• **POR HACER**
#1 Según el relato, la biografía de Misterio no resulta verosímil. ¿Por qué quien narra decide no descartarla?
#2 Responde con los datos del relato:
(a) ¿De qué se componía el equipaje de quien narra?
(b) ¿Quién esperó a quien narra en el terminal de bus, y con quién?
(c) ¿En qué país dice estar ya quien narra al final?
#3 Reproduce sin cambios la parte del relato que empieza con las palabras que contienen "Dejé a la abuela" y termina con "de mi hermano.".

• **DOCUMENTO**
######
Logré terminar la biografía de Misterio y noté que le faltaba realidad y densidad. No es verosímil y es de valientes aceptar el fracaso. No lo descartaré sin embargo, la llevaré conmigo por si necesita ser contada en otra latitud y época. La lectura de una hermosa novela peruana ha arruinado mi visión objetiva de la naturaleza y ha desnudado mi falta de sensibilidad, un verso de Ted Hughes de una antología que siempre cargo, ha banalizado todo intento posterior de querer ser un murciélago, o un oso o un caballo.  

Dejé a la abuela un sábado en la noche y demostramos ambas bastante congoja. Nos tomamos de los brazos pero no lloré ni ella tampoco. Mi equipaje se componía solamente de una mochila y un paquete de mano, regalos para mis padres de la abuela. Cortesía familiar otra vez. Al llegar a casa, todo siguió el funcionamiento del automatismo, solo que me dio gusto sentir el olor de mi infancia. Martín me esperó en el terminal de bus con Deborah, un poco gestada porque finalmente no la llamé; ya hablaría con ella, me interesaba el futuro. Tenía la certeza de que ha visto que sucederá algo malo, por eso la gravedad de su ceño. Tendríamos que esperar a estar solas, pero esa situación nunca llegó. Apenas llegué a Lima, me encontré envuelta en el vértigo del smog, en el tránsito de la salida, los trámites de rigor para irme, el abrazo de mi hermano. 

Y acá me detengo.

No me resulta simpático recordar Lima hoy y peor aún, el olor de mi almohada y de la humedad de mi casa. Quisiera regresar también al silencio de la casa de la abuela, quisiera saber si algún día volveré o tendré que conformarme con recordar el crujido de mis pasos en el piso de madera de la sala. Si sigo escribiendo seguiré evocando los pasos que he dejado. Y estoy ya en Australia.
######
• **FILAS DE DATOS**
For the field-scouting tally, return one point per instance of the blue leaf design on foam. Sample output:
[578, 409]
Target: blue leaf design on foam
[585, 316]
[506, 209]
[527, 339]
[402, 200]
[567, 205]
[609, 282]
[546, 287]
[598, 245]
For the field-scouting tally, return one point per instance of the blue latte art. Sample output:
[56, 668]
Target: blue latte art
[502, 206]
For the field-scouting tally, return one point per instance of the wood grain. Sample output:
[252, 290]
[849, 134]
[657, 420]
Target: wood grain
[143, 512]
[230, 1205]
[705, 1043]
######
• **RESPUESTAS DADAS**
#1 Quien narra decide no descartarla porque piensa llevarla consigo por si necesita ser contada en otra latitud y época.

#2
(a) De una mochila y un paquete de mano con regalos de la abuela para sus padres.
(b) Martín, con Deborah.
(c) En Australia.

#3
Dejé a la abuela un sábado en la noche y demostramos ambas bastante congoja. Nos tomamos de los brazos pero no lloré ni ella tampoco. Mi equipaje se componía solamente de una mochila y un paquete de mano, regalos para mis padres de la abuela. Cortesía familiar otra vez. Al llegar a casa, todo siguió el funcionamiento del automatismo, solo que me dio gusto sentir el olor de mi infancia. Martín me esperó en el terminal de bus con Deborah, un poco gestada porque finalmente no la llamé; ya hablaría con ella, me interesaba el futuro. Tenía la certeza de que ha visto que sucederá algo malo, por eso la gravedad de su ceño. Tendríamos que esperar a estar solas, pero esa situación nunca llegó. Apenas llegué a Lima, me encontré envuelta en el vértigo del smog, en el tránsito de la salida, los trámites de rigor para irme, el abrazo de mi hermano.